Saved entries:
⟨
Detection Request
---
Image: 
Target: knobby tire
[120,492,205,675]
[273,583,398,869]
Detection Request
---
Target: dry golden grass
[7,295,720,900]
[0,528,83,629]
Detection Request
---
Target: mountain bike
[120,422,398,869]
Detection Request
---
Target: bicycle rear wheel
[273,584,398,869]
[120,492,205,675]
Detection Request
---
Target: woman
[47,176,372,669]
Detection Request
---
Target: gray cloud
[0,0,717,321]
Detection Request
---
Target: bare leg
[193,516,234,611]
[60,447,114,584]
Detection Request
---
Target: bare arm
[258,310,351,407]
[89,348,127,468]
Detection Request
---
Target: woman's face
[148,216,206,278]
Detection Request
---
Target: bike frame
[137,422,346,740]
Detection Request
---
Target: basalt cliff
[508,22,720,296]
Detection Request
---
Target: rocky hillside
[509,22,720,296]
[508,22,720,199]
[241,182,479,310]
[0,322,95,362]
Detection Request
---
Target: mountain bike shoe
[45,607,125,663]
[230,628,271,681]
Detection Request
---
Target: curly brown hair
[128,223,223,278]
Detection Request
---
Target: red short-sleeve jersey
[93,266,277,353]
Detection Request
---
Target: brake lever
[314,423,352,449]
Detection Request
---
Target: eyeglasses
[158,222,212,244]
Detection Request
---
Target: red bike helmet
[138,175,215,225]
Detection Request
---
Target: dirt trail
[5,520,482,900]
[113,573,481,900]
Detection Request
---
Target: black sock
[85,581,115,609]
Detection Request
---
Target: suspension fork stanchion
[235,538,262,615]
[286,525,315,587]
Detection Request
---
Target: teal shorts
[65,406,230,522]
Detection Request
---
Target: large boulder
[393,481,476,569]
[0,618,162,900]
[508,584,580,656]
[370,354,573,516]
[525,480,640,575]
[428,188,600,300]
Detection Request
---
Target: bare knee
⟩
### SHORT EXERCISE
How many lines in the listing above contain the string "bike"? Reply with the number only.

### EXERCISE RESULT
4